For ranges completely contained in the lateral bands:

the cardinality does not depend on w but depends only on the value of high_x = low_x + w for the left ramp
(and for symmetry, of low_x for the right ramp). Note that in the case of open ranges, it depended on low_x, not high_x (and high_x for the right ramp); the role of range extremata has swapped.

In fact (for num_distinct=4):

 SQL> select x from t where x >= 2 - 0.001 and x <= 2;
 --------------------------------------------------------------------------
 | Id  | Operation         | Name | Rows  | Bytes | Cost (%CPU)| Time     |
 --------------------------------------------------------------------------
 |   0 | SELECT STATEMENT  |      |  1800K|  5273K|  1439   (6)| 00:00:18 |
 |*  1 |  TABLE ACCESS FULL| T    |  1800K|  5273K|  1439   (6)| 00:00:18 |
 --------------------------------------------------------------------------

 SQL> select x from t where x >= 2 - 2     and x <= 2;
 --------------------------------------------------------------------------
 | Id  | Operation         | Name | Rows  | Bytes | Cost (%CPU)| Time     |
 --------------------------------------------------------------------------
 |   0 | SELECT STATEMENT  |      |  1800K|  5273K|  1439   (6)| 00:00:18 |
 |*  1 |  TABLE ACCESS FULL| T    |  1800K|  5273K|  1439   (6)| 00:00:18 |
 --------------------------------------------------------------------------

the cardinality formula (for the left ramp) is (changes underlined):

 let B  = (max_x - min_x) / num_distinct
 let height_ramp = num_rows / num_distinct 
 cardinality = height_ramp  +  height_ramp * (high_x - min_x) / B
 
 Eg for num_distinct=4: B = 2.5; height_ramp = 1,000,000
 for low_x = 1.765830 => cardinality = 1000000 + 1000000 * (1.765830+0.001-0) / 2.5 = 1706732
 which is exactly the value we observe in the blue line data.
★ ★ ★ ★ ★ ★ ★
§ **Required actions**:
1) According to the range cardinality excerpt, which value determines the cardinality for ranges completely contained in the left lateral band?
2) Continue the passage on range cardinality with the next few paragraphs.

§ **Information supplied**:
★ ★ ★ ★ ★ ★ ★
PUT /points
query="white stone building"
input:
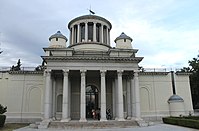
★ ★ ★ ★ ★ ★ ★
§ **Responses in order**:
1) It depends only on high_x = low_x + w, not on the width w.

2)
low_x = min_x (or high_x = max_x for the right ramp) is not a special case [JLB] (i.e. we don't always get 1 as in the open range case):

 SQL> select x from t where x >= 0 and x <= 2.123;
 --------------------------------------------------------------------------
 | Id  | Operation         | Name | Rows  | Bytes | Cost (%CPU)| Time     |
 --------------------------------------------------------------------------
 |   0 | SELECT STATEMENT  |      |  1849K|  5417K|  1439   (6)| 00:00:18 |
 |*  1 |  TABLE ACCESS FULL| T    |  1849K|  5417K|  1439   (6)| 00:00:18 |
 --------------------------------------------------------------------------
 SQL> select x from t where x >= 2 and x <= 2.123;
 --------------------------------------------------------------------------
 | Id  | Operation         | Name | Rows  | Bytes | Cost (%CPU)| Time     |
 --------------------------------------------------------------------------
 |   0 | SELECT STATEMENT  |      |  1849K|  5417K|  1439   (6)| 00:00:18 |
 |*  1 |  TABLE ACCESS FULL| T    |  1849K|  5417K|  1439   (6)| 00:00:18 |
 --------------------------------------------------------------------------
 Note how the value of low_x is ignored, even if it is equal to 0 (min_x).

For ranges overlapping the regions - check the next section.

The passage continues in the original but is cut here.